[[ Input for this task open ]]

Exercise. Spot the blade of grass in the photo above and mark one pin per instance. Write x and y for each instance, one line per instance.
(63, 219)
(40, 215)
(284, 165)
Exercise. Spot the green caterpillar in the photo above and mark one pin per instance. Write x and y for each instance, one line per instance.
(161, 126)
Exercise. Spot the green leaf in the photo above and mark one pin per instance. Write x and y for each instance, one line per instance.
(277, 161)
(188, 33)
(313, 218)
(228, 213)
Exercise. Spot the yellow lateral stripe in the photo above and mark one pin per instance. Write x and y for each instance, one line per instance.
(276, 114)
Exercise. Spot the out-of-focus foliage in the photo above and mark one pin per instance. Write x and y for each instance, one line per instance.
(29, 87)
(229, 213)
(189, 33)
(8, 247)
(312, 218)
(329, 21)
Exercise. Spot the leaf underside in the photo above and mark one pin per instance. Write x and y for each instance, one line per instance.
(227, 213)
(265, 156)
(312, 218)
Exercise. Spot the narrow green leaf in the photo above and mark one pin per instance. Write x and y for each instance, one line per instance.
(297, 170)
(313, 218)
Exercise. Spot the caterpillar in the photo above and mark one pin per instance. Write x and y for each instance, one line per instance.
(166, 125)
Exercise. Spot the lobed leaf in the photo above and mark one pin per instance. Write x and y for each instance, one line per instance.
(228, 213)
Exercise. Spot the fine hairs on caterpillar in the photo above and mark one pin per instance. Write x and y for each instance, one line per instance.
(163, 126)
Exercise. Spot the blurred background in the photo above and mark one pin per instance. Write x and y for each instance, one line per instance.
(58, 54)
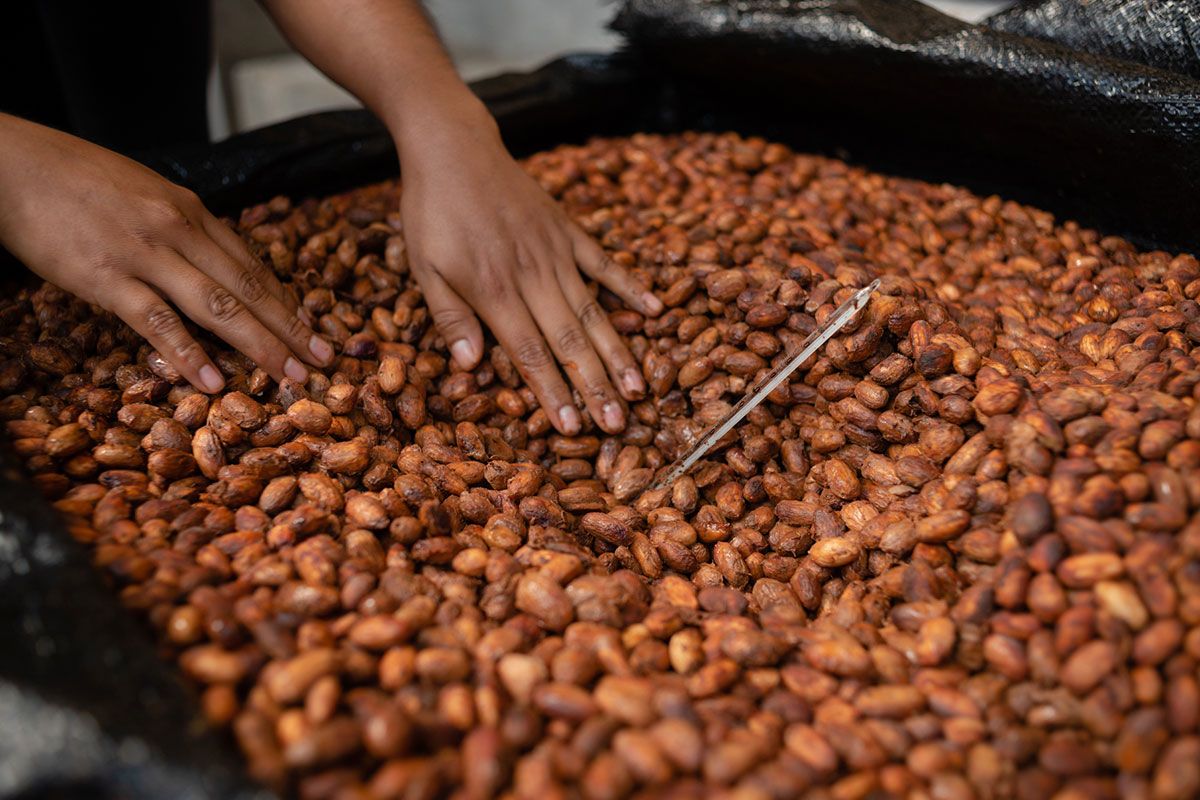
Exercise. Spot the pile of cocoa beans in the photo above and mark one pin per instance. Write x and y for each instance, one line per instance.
(957, 555)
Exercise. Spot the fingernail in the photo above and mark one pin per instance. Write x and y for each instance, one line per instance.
(631, 382)
(613, 417)
(463, 353)
(210, 379)
(295, 371)
(569, 417)
(321, 349)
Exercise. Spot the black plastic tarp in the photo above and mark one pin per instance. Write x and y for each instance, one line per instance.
(88, 710)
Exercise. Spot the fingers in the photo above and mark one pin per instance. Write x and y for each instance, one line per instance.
(209, 304)
(455, 319)
(235, 247)
(616, 356)
(600, 268)
(256, 288)
(520, 337)
(150, 316)
(573, 348)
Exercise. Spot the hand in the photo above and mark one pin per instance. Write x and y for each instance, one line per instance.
(484, 238)
(118, 235)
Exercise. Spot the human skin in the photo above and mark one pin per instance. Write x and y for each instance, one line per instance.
(120, 236)
(484, 240)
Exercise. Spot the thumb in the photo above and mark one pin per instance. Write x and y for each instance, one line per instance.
(455, 319)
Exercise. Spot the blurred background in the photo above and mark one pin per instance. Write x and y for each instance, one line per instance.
(258, 79)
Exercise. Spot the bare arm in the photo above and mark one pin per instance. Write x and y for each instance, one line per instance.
(117, 234)
(483, 235)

[[ Input for this task closed ]]

▶ Task details
The response must consist of the entries above exactly as they stand, minus any pictures.

▶ Response to this task
Exercise. Spot the blade of grass in the photo above and mark one pin per instance. Write x and y for each instance, one line per instance.
(63, 219)
(40, 215)
(284, 165)
Exercise. Spot the green caterpillar in the photo above and mark one pin per instance. Write x and y for each instance, one line per instance.
(161, 126)
Exercise. Spot the green leaf in the photo above and mark one pin per instance. Write x and y for each instance, one line per instance.
(277, 161)
(188, 33)
(313, 218)
(228, 213)
Exercise. Spot the yellow lateral stripe in the photo above and mark one pin per instance. Write x and y for each instance, one line per instance.
(276, 114)
Exercise. Spot the out-of-focus foliage in the photo above and mark one pin per instance. Write x and y for each instance, one line per instance.
(29, 87)
(229, 213)
(189, 33)
(8, 247)
(312, 218)
(329, 21)
Exercise. Spot the leaf underside in the photo above and mark one pin per instance. Write x and y for each instance, one line per instance.
(227, 213)
(265, 156)
(312, 218)
Exercise. Spot the narrow green leaf in the photo above and mark one pin per instance. Write x and y for each instance, one line per instance.
(297, 170)
(313, 218)
Exercise. Spot the caterpillar in the photo above and mark one pin per instance. Write x and y for each instance, one line per instance.
(166, 125)
Exercise. Spot the lobed leaf in the photo above and mark one pin per instance. Write x and y for each instance, one line per instance.
(228, 213)
Exercise. Spot the fine hairs on caterpillar in the photo above and mark one pin per instance. Write x and y for each instance, one line per instance.
(163, 126)
Exercise. Spot the blurred background in the photo above and mark one pin per instance. Write x and y for each instance, one line per instance.
(58, 54)
Exercise. Spot the pile of cocoa beans in the photo above and mark one pin per instance. Write x and y for each instance, one line per instance.
(957, 555)
Exercise. Spot the fingernail in the photo above and mark one pin per instance. Write x and y for each instance, one line per instance.
(631, 382)
(613, 417)
(463, 353)
(210, 379)
(295, 371)
(569, 417)
(321, 349)
Exercise. Spot the black plastic tarp in the photo above and mark one pin per instance. Write x and y for each instance, one line per instance.
(88, 710)
Exercise. Spot the fingers in the photo above and mark one pin per instance. Write x and y for each instance, one line per instance.
(209, 304)
(455, 319)
(235, 247)
(616, 356)
(600, 268)
(256, 288)
(520, 337)
(150, 316)
(573, 348)
Exercise. Spot the hand in the photo above and mark one pin per instance. Write x and y for each instance, one line per instance.
(484, 238)
(118, 235)
Exercise. Spot the human skin in the photo above and mark one pin per instance. Write x and y for each instance, one line per instance.
(120, 236)
(484, 240)
Exercise. Spot the thumb in the photo above and mark one pin per instance. Write x and y for each instance, one line per instance.
(455, 319)
Exercise. Spot the blurred background in the photo above and mark one pin per instance. Write x and y for each instance, one line per instance.
(258, 79)
Exercise. Spot the bare arm in the photo above and mark one pin per instance. Write x and y for each instance, one line per instance.
(117, 234)
(483, 235)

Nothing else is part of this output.